### OBJECTIF A:
Indiquez si chacune des affirmations suivantes concorde avec l'extrait sur l'exposition « In Visible Cities ». Répondez par oui ou par non, en citant à l'identique les mots de l'extrait qui tranchent : (i) l'exposition se tient à la galerie Machrabiya ; (ii) Damon Kowarsky y présente des dessins à l'aquarelle ; (iii) Melbourne est la ville natale de Damon Kowarsky.

### EXTRAIT:
⟨

Peinture . La ville est
le protagoniste essentiel de l’exposition « In Visible Cities » (dans les
villes visibles) de Damon Kowarsky. L’occasion de revenir sur les aspects
littéraires de l’urbanité.
Voir ou penser voir ?
Un
décor simplement opposé à la campagne ? Un espace hétéroclite ? Un carrefour ou
un lieu de dangers, de vices abominables où toutes les rencontres semblent être
possibles ? La ville possède une symbolique forte, en littérature comme en
peinture.
L’association
culturelle Baad Al-Bahr a décidé de consacrer la 2e édition du festival
littéraire au thème Litterature and cities (la littérature et les villes). En
parallèle, une exposition intitulée In Visible Cities est organisée à la
galerie Machrabiya, signée par Damon Kowarsky.
Ce
rapprochement élaboré entre la ville dans la littérature et dans la peinture
pose des interrogations sur la perception de la ville par le peintre et par
l’écrivain. Sa représentation visuelle diffère-t-elle de sa représentation
textuelle ?
Sur le
plan visuel, Damon Kowarsky présente, à travers ses dessins au fusain, une
perspective fondée sur la mémoire et l’expérience : des réminiscences de ses
séjours dans plusieurs villes du monde : Le Caire, Damas, Chicago et Melbourne,
sa ville natale en Australie.

⟩

### ENTRÉES FOURNIES:
⟨

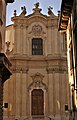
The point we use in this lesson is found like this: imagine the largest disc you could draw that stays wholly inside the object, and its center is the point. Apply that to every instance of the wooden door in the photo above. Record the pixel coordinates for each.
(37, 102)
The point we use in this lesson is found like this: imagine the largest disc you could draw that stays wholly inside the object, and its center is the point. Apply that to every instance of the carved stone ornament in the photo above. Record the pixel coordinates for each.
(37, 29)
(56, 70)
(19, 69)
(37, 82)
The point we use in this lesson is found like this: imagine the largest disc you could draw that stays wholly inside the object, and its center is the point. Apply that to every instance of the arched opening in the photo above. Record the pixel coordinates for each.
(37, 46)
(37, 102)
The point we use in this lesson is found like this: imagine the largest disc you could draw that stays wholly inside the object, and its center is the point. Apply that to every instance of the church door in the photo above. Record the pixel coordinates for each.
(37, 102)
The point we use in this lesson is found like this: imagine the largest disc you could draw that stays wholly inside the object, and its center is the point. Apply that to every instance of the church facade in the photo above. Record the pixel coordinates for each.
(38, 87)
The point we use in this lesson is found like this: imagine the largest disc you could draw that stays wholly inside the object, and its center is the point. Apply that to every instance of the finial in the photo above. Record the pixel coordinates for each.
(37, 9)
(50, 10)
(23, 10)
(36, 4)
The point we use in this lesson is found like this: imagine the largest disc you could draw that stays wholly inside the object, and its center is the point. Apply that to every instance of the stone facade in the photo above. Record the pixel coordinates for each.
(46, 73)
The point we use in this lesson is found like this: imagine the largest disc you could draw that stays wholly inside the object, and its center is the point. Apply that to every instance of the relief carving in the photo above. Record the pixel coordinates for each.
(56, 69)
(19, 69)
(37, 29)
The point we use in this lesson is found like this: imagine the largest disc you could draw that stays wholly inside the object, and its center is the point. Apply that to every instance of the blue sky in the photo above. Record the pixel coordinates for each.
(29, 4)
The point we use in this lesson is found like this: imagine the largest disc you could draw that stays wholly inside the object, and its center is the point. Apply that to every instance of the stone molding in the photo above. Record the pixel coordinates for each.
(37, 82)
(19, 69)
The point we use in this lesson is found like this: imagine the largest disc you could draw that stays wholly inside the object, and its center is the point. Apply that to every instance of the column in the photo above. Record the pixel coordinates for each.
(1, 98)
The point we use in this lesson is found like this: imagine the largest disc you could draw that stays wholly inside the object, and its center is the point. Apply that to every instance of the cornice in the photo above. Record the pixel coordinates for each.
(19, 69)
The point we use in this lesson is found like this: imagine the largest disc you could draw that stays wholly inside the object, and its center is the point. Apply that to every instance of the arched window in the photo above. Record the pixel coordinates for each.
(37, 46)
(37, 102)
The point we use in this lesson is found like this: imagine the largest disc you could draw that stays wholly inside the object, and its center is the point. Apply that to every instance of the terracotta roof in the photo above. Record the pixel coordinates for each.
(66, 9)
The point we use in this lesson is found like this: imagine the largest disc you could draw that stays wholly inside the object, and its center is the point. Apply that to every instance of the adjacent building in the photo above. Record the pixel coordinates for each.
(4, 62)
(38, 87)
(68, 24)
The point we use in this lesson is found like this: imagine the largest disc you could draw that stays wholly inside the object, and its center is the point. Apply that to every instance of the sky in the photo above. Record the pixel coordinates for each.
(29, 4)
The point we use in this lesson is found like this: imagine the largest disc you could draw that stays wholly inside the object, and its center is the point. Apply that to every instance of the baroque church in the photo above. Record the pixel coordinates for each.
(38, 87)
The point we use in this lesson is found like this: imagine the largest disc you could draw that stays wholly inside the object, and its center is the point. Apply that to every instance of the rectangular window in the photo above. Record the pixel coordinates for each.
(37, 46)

⟩

### OBJECTIF B:
Extrayez des entrées, sans rien y changer, les lignes qui vont de celle contenant « of the rectangular » jusqu'à la fin des entrées, les deux bornes comprises.

### RÉPONSE RÉDIGÉE A:
(i) Oui : « une exposition intitulée In Visible Cities est organisée à la galerie Machrabiya ».
(ii) Non : « à travers ses dessins au fusain ».
(iii) Oui : « Melbourne, sa ville natale en Australie ».

### RÉPONSE RÉDIGÉE B:
The point we use in this lesson is found like this: imagine the largest disc you could draw that stays wholly inside the object, and its center is the point. Apply that to every instance of the rectangular window in the photo above. Record the pixel coordinates for each.
(37, 46)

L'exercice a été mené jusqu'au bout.